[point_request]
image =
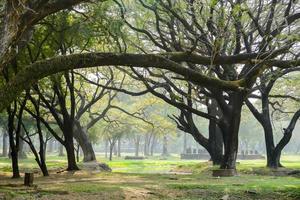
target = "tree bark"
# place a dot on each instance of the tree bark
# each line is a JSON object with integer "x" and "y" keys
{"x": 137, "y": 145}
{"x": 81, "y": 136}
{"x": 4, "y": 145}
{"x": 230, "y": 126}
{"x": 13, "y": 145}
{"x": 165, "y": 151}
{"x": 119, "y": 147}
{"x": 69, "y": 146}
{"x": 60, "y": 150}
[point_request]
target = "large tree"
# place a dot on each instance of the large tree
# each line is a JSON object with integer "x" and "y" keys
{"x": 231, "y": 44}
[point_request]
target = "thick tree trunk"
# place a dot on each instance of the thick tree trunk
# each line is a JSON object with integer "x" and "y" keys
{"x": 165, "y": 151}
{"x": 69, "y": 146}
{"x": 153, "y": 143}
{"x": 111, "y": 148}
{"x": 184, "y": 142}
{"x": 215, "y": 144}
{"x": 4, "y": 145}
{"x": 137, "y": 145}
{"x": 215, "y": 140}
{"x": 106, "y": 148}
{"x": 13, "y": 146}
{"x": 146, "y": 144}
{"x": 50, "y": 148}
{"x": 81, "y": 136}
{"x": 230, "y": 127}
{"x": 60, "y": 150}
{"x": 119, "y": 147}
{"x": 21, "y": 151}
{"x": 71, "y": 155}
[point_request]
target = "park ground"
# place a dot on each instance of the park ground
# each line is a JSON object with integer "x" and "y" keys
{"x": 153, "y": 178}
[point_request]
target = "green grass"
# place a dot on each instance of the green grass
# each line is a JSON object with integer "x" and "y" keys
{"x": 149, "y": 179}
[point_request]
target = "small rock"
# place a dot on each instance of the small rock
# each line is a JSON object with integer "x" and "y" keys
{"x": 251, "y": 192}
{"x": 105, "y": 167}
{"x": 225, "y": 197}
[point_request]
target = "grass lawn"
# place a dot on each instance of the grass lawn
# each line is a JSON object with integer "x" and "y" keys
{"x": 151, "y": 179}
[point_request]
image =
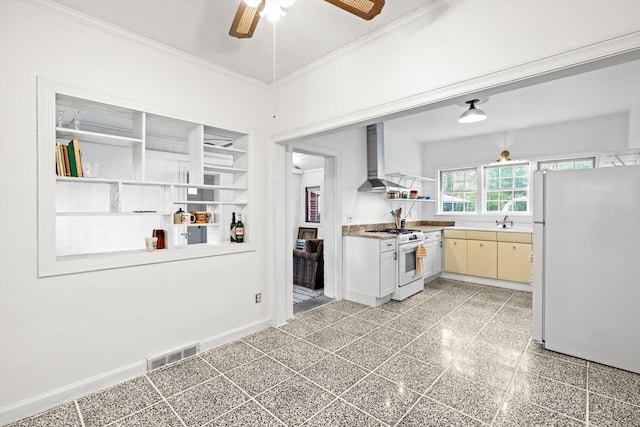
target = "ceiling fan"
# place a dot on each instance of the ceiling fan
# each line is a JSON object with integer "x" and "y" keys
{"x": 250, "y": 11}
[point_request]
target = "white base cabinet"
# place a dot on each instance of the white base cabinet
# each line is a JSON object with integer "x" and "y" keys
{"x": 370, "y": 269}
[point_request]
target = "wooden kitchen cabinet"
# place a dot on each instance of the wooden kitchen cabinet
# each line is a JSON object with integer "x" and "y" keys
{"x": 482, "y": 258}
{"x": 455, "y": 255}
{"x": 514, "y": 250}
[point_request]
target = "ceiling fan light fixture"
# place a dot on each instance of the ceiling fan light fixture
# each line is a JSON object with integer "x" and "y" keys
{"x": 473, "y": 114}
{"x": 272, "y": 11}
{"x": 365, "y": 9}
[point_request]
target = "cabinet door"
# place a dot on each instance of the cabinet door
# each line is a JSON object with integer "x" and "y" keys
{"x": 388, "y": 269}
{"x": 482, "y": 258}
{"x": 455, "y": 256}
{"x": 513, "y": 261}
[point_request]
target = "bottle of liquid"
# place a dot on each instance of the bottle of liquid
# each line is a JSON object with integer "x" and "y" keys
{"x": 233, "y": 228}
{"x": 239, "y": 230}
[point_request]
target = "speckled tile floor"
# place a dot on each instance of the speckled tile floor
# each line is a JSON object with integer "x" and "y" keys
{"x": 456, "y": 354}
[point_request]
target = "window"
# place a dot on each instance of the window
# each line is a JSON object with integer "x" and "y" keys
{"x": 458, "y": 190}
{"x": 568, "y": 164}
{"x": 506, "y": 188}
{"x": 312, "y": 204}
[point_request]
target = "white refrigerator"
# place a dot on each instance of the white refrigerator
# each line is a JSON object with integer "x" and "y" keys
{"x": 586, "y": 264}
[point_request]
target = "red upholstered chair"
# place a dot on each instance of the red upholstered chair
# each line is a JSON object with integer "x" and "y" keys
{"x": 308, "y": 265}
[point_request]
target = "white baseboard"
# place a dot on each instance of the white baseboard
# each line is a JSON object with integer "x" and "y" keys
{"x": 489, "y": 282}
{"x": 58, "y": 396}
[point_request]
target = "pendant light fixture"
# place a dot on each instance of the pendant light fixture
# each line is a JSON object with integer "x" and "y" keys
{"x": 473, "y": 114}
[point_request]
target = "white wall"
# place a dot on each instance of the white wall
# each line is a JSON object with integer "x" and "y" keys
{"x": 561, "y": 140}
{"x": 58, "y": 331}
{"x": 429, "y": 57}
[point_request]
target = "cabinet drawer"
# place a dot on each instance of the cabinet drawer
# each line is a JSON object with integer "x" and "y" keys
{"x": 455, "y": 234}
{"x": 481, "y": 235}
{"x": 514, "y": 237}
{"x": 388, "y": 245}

—————

Print every record above exactly as written, leaving out the pictures.

[point_request]
image =
target = "tree bark"
# place a dot on each instance of the tree bark
# each line is a JSON object with integer "x" and "y" keys
{"x": 137, "y": 145}
{"x": 81, "y": 136}
{"x": 4, "y": 145}
{"x": 230, "y": 126}
{"x": 13, "y": 145}
{"x": 165, "y": 151}
{"x": 119, "y": 147}
{"x": 69, "y": 146}
{"x": 60, "y": 150}
[point_request]
target = "large tree"
# place a dot on each instance of the large tree
# each line is a JSON object with integer "x" and "y" keys
{"x": 231, "y": 44}
[point_request]
target = "thick tree trunk"
# place a dot on each instance of the thick tree trunk
# each line is a JSON object with integer "x" and "y" keys
{"x": 165, "y": 151}
{"x": 69, "y": 146}
{"x": 153, "y": 143}
{"x": 111, "y": 148}
{"x": 184, "y": 142}
{"x": 215, "y": 144}
{"x": 4, "y": 145}
{"x": 137, "y": 145}
{"x": 215, "y": 140}
{"x": 106, "y": 148}
{"x": 13, "y": 146}
{"x": 146, "y": 144}
{"x": 50, "y": 148}
{"x": 81, "y": 136}
{"x": 230, "y": 127}
{"x": 60, "y": 150}
{"x": 119, "y": 147}
{"x": 21, "y": 151}
{"x": 71, "y": 155}
[point_request]
target = "park ground"
# place a dot on each instance of the park ground
# each line is a JSON object with integer "x" and "y" keys
{"x": 153, "y": 178}
[point_request]
target = "green grass"
# place a dot on each instance of the green grass
# each line is a JSON object with integer "x" and "y" keys
{"x": 149, "y": 179}
[point_request]
target = "small rock"
# place a dot on each instance of the small rock
# each line is a JSON object with integer "x" and "y" keys
{"x": 251, "y": 192}
{"x": 105, "y": 167}
{"x": 225, "y": 197}
[point_request]
target = "grass lawn"
# place a dot on each instance of the grass lawn
# each line is a JSON object with integer "x" and "y" keys
{"x": 151, "y": 179}
[point_request]
image =
target = "ceiling fan"
# place a dot on each instance of the ceiling fan
# each line is a JSON object with integer "x" and "y" keys
{"x": 250, "y": 11}
[point_request]
target = "white base cabinet"
# place a dot on each instance of the white base cabinet
# each line is a JSON object with integer "x" and "y" keys
{"x": 370, "y": 269}
[point_request]
target = "wooden kitchen cabinet"
# place a dot on each instance of the wooden kitchen cabinet
# each line is a JSON object with integer "x" and "y" keys
{"x": 482, "y": 258}
{"x": 455, "y": 255}
{"x": 514, "y": 250}
[point_request]
target = "ceiling fan light fixture"
# place a dot on each instance of the ceiling fan light fixture
# each line is a JSON object with integer "x" and "y" keys
{"x": 473, "y": 114}
{"x": 272, "y": 11}
{"x": 365, "y": 9}
[point_request]
target = "cabinet door"
# place a dot on each instance of the cabinet door
# each line is a JSON object with integer "x" and "y" keys
{"x": 388, "y": 269}
{"x": 482, "y": 258}
{"x": 455, "y": 256}
{"x": 513, "y": 261}
[point_request]
target = "bottle of liquid"
# place a dot on each instance of the bottle of liquid
# each line is a JSON object with integer "x" and "y" keys
{"x": 233, "y": 228}
{"x": 239, "y": 230}
[point_request]
target = "speckled tile floor"
# place a dot on each instance of the speckled tile floor
# each line is a JSON object with integer "x" and "y" keys
{"x": 456, "y": 354}
[point_request]
target = "window"
# place a dot on each instance of the window
# each line is a JSON object with integer "x" and "y" keys
{"x": 458, "y": 190}
{"x": 568, "y": 164}
{"x": 506, "y": 188}
{"x": 312, "y": 204}
[point_request]
target = "white refrigerator"
# place a dot on each instance of the white refrigerator
# each line is a JSON object with integer "x" and "y" keys
{"x": 586, "y": 264}
[point_request]
target = "red upholstered chair"
# place a dot on each instance of the red upholstered chair
# each line is a JSON object with integer "x" and "y" keys
{"x": 308, "y": 265}
[point_request]
target = "white baseboard"
# place a dot on each instance of the white baseboard
# each line is a JSON object with integer "x" and "y" keys
{"x": 489, "y": 282}
{"x": 58, "y": 396}
[point_request]
target = "pendant light fixture"
# place a dot on each instance of the pendant light fixture
# each line is a JSON object with integer "x" and "y" keys
{"x": 473, "y": 114}
[point_request]
target = "white wall"
# place a dot on each instance of the white wall
# each line is a JSON object with integer "x" and "y" keys
{"x": 561, "y": 140}
{"x": 58, "y": 331}
{"x": 429, "y": 57}
[point_request]
target = "cabinet drawer"
# place a dot on each instance of the cabinet drawer
# each line is a JSON object with integer "x" and "y" keys
{"x": 455, "y": 234}
{"x": 481, "y": 235}
{"x": 514, "y": 237}
{"x": 388, "y": 245}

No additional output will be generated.